Trecho do documento »
++++++++
Miçangas no Museu: o mundo se faz de contas, por José Ribamar Bessa Freire

“Aí está a miçanga que nós chamamos de samura. Está certo que é o branco que fabrica, mas quando chega na mão do índio ela vai se transformando. Então, na medida que a mulher vai trabalhando, enfiando a miçanga, ela já está enfiando o conhecimento dela dentro da miçanga” (João Tiriyó).

Em Taqui Pra Ti

Parece até que foi encomendado. O vento forte e a chuva de granizo que caiu nesta quarta-feira (19), no Rio de Janeiro, perfumou o Museu do Índio com cheiro de terra molhada durante a abertura da mega-exposição “No caminho da miçanga – um mundo que se faz de contas”. O Museu estava até o tucupi de gente. Tinha gente saindo pelo Cunha. Cerca de 500 pessoas se acotovelavam para ver os conhecimentos enfiados pelas mulheres indígenas dentro de 700 peças de rara beleza confeccionadas com miçangas coloridas, além de fotos, filmes, hipertextos e instalações multimídia.
++++++++
Instrução 1 » Na listagem, reescreva o trecho que vai da linha com “Flag the shadow on grass in this screenshot.” até a linha com “[92,16,294,182]”, ambas incluídas, trocando “arched window” por “curved window” e deixando todo o resto igual.
++++++++
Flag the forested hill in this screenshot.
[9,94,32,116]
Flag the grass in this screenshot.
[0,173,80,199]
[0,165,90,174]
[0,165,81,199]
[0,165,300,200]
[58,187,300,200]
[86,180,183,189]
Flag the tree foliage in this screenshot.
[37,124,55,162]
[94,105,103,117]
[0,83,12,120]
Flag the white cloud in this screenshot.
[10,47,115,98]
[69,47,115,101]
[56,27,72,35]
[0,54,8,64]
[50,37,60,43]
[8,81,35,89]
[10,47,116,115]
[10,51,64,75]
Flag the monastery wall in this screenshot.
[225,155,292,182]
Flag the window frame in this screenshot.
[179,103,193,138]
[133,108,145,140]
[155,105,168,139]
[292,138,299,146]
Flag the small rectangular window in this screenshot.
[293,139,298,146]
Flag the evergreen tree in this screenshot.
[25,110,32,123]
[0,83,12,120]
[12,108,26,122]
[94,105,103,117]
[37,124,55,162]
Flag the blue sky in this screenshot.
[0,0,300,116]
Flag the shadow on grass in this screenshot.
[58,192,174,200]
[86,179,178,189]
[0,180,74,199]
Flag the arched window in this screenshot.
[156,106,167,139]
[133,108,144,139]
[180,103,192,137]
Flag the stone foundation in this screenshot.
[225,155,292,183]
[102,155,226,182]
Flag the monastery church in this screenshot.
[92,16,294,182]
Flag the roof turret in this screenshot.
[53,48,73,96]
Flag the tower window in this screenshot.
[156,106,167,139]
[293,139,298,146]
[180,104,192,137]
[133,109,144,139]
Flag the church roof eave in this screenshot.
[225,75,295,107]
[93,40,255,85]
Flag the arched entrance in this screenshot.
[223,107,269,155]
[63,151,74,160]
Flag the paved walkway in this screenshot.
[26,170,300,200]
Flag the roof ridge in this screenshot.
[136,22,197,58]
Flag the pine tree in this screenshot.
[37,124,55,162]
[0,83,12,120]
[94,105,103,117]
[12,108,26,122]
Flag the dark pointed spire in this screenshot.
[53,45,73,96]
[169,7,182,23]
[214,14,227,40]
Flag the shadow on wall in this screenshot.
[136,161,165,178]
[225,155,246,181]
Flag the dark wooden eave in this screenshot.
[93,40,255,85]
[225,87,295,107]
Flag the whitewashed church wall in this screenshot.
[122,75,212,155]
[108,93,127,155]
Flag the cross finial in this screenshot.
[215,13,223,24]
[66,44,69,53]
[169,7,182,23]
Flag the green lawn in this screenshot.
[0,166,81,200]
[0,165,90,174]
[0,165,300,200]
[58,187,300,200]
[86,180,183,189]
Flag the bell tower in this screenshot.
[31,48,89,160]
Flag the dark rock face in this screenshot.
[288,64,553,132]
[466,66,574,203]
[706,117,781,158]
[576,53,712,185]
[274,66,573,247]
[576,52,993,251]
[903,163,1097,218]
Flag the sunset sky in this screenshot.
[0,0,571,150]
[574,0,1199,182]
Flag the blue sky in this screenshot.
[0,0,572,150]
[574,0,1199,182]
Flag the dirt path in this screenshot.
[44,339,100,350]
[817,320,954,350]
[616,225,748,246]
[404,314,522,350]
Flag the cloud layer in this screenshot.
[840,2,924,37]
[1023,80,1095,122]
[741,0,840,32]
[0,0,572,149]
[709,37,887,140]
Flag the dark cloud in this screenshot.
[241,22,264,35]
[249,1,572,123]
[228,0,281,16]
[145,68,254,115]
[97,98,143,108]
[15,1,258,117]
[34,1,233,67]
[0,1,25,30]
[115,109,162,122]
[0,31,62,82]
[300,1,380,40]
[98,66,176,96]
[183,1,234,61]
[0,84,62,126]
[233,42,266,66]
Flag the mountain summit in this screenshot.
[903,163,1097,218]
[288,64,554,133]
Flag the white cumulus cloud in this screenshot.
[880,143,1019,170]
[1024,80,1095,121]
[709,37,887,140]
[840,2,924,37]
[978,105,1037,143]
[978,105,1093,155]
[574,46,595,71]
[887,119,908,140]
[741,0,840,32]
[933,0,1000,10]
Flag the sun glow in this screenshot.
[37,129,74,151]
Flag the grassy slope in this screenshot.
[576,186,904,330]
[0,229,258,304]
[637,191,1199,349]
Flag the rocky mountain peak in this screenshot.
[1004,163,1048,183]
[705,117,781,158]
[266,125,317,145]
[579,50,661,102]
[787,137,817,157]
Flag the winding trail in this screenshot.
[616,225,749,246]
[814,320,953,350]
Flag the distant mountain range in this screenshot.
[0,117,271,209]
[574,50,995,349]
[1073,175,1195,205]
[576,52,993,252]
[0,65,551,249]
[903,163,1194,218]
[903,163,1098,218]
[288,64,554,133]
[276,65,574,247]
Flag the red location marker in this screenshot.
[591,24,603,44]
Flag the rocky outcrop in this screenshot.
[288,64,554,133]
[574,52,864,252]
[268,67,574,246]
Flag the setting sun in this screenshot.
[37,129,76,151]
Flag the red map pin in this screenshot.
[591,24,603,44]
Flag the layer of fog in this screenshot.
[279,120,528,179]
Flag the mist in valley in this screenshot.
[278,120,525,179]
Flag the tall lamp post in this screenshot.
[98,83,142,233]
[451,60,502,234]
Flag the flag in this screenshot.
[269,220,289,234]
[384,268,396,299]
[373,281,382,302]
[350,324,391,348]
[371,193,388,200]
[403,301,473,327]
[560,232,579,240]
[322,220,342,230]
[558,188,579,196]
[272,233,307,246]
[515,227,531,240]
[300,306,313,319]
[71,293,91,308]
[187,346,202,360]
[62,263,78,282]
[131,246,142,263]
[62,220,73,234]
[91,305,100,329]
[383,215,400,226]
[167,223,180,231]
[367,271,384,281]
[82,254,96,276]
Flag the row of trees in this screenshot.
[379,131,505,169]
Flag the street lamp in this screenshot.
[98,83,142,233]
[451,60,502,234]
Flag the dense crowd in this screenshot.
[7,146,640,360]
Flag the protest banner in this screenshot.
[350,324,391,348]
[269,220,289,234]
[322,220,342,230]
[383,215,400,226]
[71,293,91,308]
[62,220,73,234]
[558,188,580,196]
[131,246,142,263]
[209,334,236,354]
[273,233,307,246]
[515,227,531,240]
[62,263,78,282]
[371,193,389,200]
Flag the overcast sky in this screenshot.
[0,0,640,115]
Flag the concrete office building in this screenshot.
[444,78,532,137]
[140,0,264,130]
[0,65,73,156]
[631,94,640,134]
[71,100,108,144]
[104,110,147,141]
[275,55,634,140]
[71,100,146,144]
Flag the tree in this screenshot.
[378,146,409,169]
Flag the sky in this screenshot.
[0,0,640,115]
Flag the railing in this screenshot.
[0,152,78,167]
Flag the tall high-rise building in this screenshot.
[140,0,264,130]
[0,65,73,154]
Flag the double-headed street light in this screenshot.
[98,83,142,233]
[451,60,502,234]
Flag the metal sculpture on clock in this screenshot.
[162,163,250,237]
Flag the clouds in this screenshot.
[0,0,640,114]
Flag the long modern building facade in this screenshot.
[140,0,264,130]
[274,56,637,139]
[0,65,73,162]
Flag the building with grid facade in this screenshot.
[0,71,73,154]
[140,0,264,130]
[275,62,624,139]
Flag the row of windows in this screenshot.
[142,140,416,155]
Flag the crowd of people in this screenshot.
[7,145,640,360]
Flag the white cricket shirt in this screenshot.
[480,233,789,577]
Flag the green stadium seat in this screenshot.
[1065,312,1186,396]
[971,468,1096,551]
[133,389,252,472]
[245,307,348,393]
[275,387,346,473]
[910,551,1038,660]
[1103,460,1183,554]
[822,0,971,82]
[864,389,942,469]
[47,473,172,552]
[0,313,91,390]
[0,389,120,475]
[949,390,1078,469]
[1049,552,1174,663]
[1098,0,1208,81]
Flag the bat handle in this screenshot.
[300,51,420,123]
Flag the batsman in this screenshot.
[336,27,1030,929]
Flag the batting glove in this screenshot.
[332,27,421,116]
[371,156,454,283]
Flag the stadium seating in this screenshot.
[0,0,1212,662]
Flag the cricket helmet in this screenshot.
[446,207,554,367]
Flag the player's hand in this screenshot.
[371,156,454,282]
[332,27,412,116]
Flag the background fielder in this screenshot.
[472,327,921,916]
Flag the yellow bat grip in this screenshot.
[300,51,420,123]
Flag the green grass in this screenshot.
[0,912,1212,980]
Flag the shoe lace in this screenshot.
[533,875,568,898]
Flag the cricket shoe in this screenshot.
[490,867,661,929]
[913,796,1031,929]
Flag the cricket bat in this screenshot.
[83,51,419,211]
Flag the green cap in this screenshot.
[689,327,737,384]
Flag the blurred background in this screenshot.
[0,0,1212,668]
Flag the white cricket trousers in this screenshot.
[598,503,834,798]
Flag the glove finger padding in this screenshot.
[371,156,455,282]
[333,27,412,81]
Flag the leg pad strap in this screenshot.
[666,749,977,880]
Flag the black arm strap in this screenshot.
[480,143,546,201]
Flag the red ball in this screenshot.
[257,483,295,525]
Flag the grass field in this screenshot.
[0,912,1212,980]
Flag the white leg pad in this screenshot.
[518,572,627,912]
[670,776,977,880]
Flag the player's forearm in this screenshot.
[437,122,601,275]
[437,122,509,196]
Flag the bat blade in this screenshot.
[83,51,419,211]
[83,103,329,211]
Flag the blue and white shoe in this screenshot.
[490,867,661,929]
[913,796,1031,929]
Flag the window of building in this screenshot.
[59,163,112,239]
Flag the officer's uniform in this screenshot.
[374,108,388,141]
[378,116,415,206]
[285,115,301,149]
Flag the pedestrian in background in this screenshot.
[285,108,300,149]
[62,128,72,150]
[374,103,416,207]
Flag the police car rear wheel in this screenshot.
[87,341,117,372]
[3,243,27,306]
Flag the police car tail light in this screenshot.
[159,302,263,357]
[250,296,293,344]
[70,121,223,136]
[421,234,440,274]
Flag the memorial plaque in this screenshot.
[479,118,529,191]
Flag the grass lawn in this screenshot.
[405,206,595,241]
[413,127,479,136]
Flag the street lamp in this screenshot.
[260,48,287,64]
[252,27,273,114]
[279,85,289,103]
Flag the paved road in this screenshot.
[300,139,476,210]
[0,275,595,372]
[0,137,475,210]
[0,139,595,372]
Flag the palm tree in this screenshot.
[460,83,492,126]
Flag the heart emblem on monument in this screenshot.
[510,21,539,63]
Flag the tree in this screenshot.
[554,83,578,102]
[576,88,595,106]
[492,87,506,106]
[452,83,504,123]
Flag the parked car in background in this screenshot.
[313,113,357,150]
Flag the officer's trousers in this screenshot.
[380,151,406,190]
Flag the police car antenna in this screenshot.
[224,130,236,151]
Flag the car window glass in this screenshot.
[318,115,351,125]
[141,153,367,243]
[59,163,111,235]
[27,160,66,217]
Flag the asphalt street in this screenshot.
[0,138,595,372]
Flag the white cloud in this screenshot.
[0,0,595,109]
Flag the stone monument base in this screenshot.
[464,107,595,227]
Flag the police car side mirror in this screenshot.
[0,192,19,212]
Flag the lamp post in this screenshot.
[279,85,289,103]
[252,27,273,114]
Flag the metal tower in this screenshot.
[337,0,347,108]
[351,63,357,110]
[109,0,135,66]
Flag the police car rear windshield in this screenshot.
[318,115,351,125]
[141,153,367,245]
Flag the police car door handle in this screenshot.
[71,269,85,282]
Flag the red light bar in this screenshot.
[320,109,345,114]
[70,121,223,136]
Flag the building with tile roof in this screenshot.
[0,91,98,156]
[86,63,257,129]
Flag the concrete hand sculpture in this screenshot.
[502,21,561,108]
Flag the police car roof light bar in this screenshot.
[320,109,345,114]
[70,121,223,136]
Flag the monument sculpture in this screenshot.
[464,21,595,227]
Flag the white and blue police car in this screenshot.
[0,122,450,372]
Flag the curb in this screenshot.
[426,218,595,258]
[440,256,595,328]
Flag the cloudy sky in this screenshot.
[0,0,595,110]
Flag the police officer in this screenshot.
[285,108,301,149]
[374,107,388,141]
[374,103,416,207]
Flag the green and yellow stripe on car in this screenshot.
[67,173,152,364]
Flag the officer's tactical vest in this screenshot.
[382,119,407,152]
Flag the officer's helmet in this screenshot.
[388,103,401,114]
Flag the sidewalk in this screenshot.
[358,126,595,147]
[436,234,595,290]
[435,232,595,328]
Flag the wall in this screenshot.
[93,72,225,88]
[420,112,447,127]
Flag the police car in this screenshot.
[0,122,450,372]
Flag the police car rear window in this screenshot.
++++++++
Instrução 2 » Segundo o trecho do documento, quantas pessoas se acotovelavam na abertura da exposição no Museu do Índio?

Solução 1 »
Flag the shadow on grass in this screenshot.
[58,192,174,200]
[86,179,178,189]
[0,180,74,199]
Flag the curved window in this screenshot.
[156,106,167,139]
[133,108,144,139]
[180,103,192,137]
Flag the stone foundation in this screenshot.
[225,155,292,183]
[102,155,226,182]
Flag the monastery church in this screenshot.
[92,16,294,182]

Solução 2 » Cerca de 500 pessoas.